━━ Data section
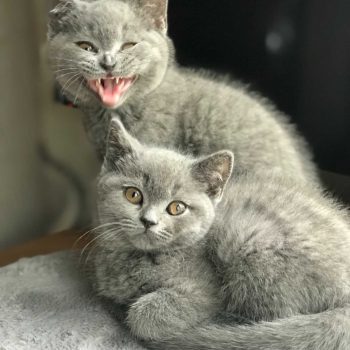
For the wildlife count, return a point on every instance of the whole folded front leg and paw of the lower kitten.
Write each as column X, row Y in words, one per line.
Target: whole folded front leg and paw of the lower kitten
column 169, row 311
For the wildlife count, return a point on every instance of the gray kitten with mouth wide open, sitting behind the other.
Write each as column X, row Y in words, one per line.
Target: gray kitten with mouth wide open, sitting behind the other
column 113, row 58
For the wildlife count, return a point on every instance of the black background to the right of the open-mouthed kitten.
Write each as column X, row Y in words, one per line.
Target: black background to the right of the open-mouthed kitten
column 296, row 52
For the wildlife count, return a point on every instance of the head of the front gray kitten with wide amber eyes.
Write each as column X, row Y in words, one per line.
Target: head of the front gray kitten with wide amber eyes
━━━━
- Task statement -
When pictures appear in the records above, leave them out and reproduce exactly each line from the first through the line containing "behind the other.", both included.

- Solution -
For the wildlife count, return a point on every instance of the whole folded front leg and paw of the lower kitten.
Write each as column X, row Y in words, one per line.
Target: whole folded front leg and paw of the lower kitten
column 169, row 311
For the wildlife count, return a point on every instance of the gray kitten with mouth wide open, sitting behind the other.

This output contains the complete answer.